====== 対象の文章 ======
特定小電力トランシーバーは少ない電力で通信が行えるツールです。コンパクトな大きさで持ち運びに適しており、使用の際に免許や登録が不要なため、利便性は高いでしょう。
しかし、出力が弱いため通信距離が短く、プライベートの趣味や小さい店舗内での従業員のやり取りなど、利用用途が限られてしまう点がネックです。
また、具体的な通信距離を把握していないと急に機能しなくなるといったトラブルにも遭遇しやすくなるでしょう。
そこで今回は、特定小電力トランシーバーの通信距離についてさまざまな角度から解説していきます。
何かご不明な点がございましたら、お気軽にお問い合わせください。
無線機のタイプ別に異なる通信距離
無線機のタイプによって通信距離は大きく異なってきます。そこで、このトピックではタイプ別に無線機の通信距離について解説していきます。
特定小電力トランシーバーの通信距離
特定小電力トランシーバーの通信距離は200m程度といわれています。一般的なトランシーバーの通信距離が5~10kmほどである点を踏まえると、非常に短い範囲でのみ機能するツールといえます。
また、通信距離が500m~1kmにまで対応できる機種もあるそうですが、それでも一般機種に比べると大きく遅れを取ります。その他にもさらに通信距離を伸ばしていく手段も用意されていますが、通信距離の面ではあまり期待はできないでしょう。
しかし、コストが安い点や通信の質が高い点、免許や登録が不要である点など他の無線機に比べて優れている部分もあるため、通信距離が短い場所では特定小電力トランシーバーの利用がおすすめだといえます。
簡易業務用無線機の通信距離
簡易業務用無線機の通信距離は5km~10kmほどとなっています。一般的な通信距離を確保しており、アーティストのライブや展示会のイベントなどで広く利用されています。
====== 提供資料 ======
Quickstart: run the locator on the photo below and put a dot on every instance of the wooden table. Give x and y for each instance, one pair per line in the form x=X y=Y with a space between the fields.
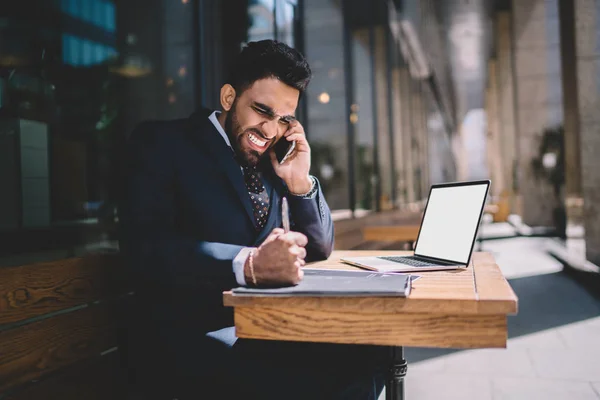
======
§ **実施する作業**:
A - 特定小電力トランシーバーの文章をもとに、次の問いに答える。
(i) 特定小電力トランシーバーの通信距離は何m程度といわれているか。
(ii) 簡易業務用無線機の通信距離はどのくらいか。
(iii) 特定小電力トランシーバーを使用する際に不要なものは何か。
B - 特定小電力トランシーバーの文章を、最後の文の後から書き継いでください。

§ **期待する出力**:
A -
(i) 200m程度
(ii) 5km~10kmほど
(iii) 免許や登録

B -
また、無線機が直接電波を送受信し合う点が特徴となっており、災害などの公共電波が通じなくなる状況でもしっかりと利用できます。
しかし、出力が大きいぶん電気使用量が多い点やそれにともなってバッテリーが重くなっている点がデメリットです。
その他にも、利用のための免許取得や毎年納付しなければならない電波使用料の発生など、手間がかかる点もネックとなります。
そのため、災害時などの電波が通じないときに利用したい無線機といえるでしょう。
IP無線機の通信距離
IP無線機の通信距離は非常に長く、携帯電話の通信圏内であればどこでも利用できます。この通信距離は、IP無線機が携帯電話の通信網を利用することで実現しており、長距離での利用や運送業での利用を検討している方におすすめです。
また、特定小電力トランシーバーと同様に、利用の際に免許や登録を行う必要がないため気軽に利用できます。
しかし、毎月費用が発生するためコストがかかる点や、人が多い場所や遮蔽物がある場所では通信が困難になるというデメリットがあります。
そのため、遠距離でも使える点に魅力を感じる場合はおすすめできますが、近距離で利用したい場合は特定小電力トランシーバーを利用した方がお得だといえます。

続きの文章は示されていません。